**Records shown:**
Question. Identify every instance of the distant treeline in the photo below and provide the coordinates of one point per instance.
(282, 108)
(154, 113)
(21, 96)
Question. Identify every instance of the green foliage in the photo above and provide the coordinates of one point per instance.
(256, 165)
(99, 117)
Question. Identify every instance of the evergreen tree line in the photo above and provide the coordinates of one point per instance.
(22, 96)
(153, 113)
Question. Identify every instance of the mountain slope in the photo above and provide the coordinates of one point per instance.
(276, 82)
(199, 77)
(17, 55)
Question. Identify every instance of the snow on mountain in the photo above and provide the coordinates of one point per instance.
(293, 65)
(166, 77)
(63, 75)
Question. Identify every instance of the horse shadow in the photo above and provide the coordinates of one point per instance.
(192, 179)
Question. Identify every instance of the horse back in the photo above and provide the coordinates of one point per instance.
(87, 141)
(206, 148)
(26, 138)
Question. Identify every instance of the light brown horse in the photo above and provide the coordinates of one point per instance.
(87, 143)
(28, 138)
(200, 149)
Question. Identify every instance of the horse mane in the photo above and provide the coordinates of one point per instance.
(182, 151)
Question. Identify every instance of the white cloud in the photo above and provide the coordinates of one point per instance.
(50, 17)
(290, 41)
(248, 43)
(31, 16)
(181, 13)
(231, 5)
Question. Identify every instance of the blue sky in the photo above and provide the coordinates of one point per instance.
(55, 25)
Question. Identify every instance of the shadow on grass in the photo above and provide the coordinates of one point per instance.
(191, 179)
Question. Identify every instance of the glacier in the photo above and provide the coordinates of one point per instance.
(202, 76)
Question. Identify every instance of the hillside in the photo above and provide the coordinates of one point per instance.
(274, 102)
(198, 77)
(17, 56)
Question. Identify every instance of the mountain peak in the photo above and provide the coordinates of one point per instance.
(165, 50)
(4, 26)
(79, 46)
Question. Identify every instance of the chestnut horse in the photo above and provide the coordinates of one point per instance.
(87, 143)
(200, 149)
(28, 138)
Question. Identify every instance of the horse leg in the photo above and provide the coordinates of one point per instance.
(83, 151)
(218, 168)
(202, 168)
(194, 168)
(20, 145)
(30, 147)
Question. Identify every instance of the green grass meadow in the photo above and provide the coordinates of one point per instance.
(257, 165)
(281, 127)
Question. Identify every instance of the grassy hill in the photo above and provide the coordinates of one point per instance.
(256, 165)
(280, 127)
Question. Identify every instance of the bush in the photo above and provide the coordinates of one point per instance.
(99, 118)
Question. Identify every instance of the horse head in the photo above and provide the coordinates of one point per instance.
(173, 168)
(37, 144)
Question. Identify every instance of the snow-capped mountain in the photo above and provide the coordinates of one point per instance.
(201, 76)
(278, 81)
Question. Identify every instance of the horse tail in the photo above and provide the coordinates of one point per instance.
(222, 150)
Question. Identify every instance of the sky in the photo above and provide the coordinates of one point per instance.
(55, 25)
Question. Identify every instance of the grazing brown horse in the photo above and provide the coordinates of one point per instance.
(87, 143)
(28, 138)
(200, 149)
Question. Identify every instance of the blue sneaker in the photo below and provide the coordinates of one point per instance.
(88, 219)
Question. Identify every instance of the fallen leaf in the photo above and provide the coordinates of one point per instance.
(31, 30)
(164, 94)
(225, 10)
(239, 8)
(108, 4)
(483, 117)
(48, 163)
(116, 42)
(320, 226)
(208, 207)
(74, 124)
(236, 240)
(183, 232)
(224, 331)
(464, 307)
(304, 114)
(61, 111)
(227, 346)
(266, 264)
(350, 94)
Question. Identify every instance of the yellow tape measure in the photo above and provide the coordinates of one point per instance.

**What this task involves:**
Write out the data above word for word, from the line containing "Question. Identify every instance of the snow-capped" through the last line, both ends included.

**The completed task:**
Question. Identify every instance of the snow-capped mountain in the photo above and provide the coordinates of one point per instance.
(201, 76)
(278, 81)
Question. Identify every instance of the horse tail in the photo above and provide the coordinates of one point per instance.
(222, 150)
Question. Identify every instance of the sky in the photo above and provide the coordinates of one point per instance.
(55, 25)
Question. Identify every instance of the grazing brown horse in the photo above and provide the coordinates of one point per instance.
(87, 143)
(28, 138)
(200, 149)
Question. Identify every instance of the blue sneaker in the photo below and provide the coordinates of one point per instance.
(88, 219)
Question. Identify every instance of the fallen leaf in the photo above and provide the coordinates of one point per instance.
(31, 30)
(164, 94)
(225, 10)
(239, 8)
(108, 4)
(483, 117)
(48, 163)
(116, 42)
(320, 226)
(208, 207)
(74, 124)
(236, 240)
(183, 232)
(224, 331)
(464, 307)
(304, 114)
(61, 111)
(227, 346)
(266, 264)
(350, 94)
Question. Identify every instance of the yellow tape measure in the photo above and provide the coordinates of one point per instance.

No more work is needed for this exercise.